## TASK DIRECTIONS
The whole listing, pictures aside, should be reproduced exactly.

## GIVEN RECORDS
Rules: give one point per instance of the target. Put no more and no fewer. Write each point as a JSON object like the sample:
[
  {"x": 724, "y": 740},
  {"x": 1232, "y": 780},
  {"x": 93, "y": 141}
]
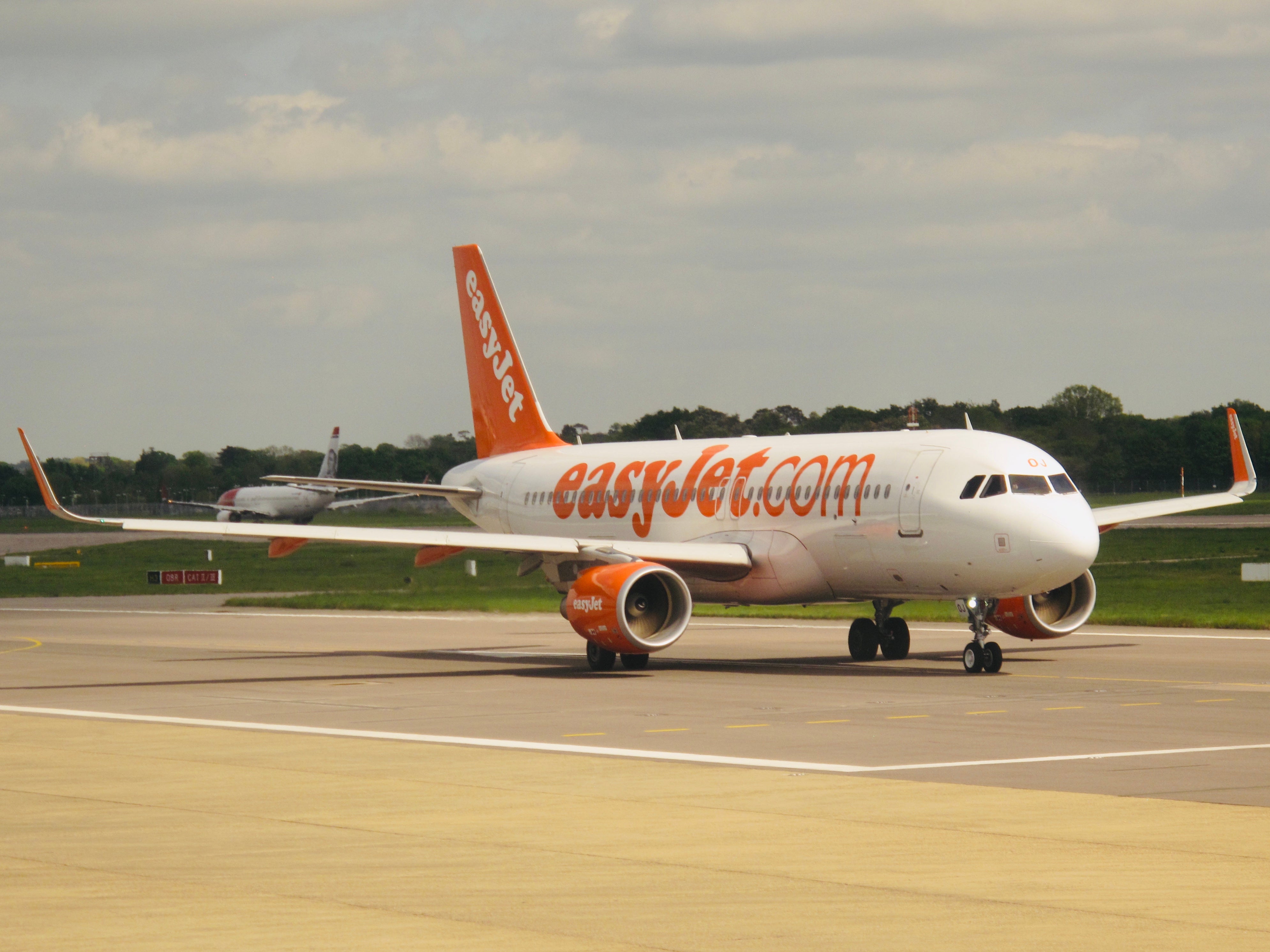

## OUTPUT FOR THIS TASK
Rules: give one point per instance of the target. Put no more and no fewer. Write each point as a JSON object like the sample:
[
  {"x": 724, "y": 740},
  {"x": 1232, "y": 780},
  {"x": 93, "y": 141}
]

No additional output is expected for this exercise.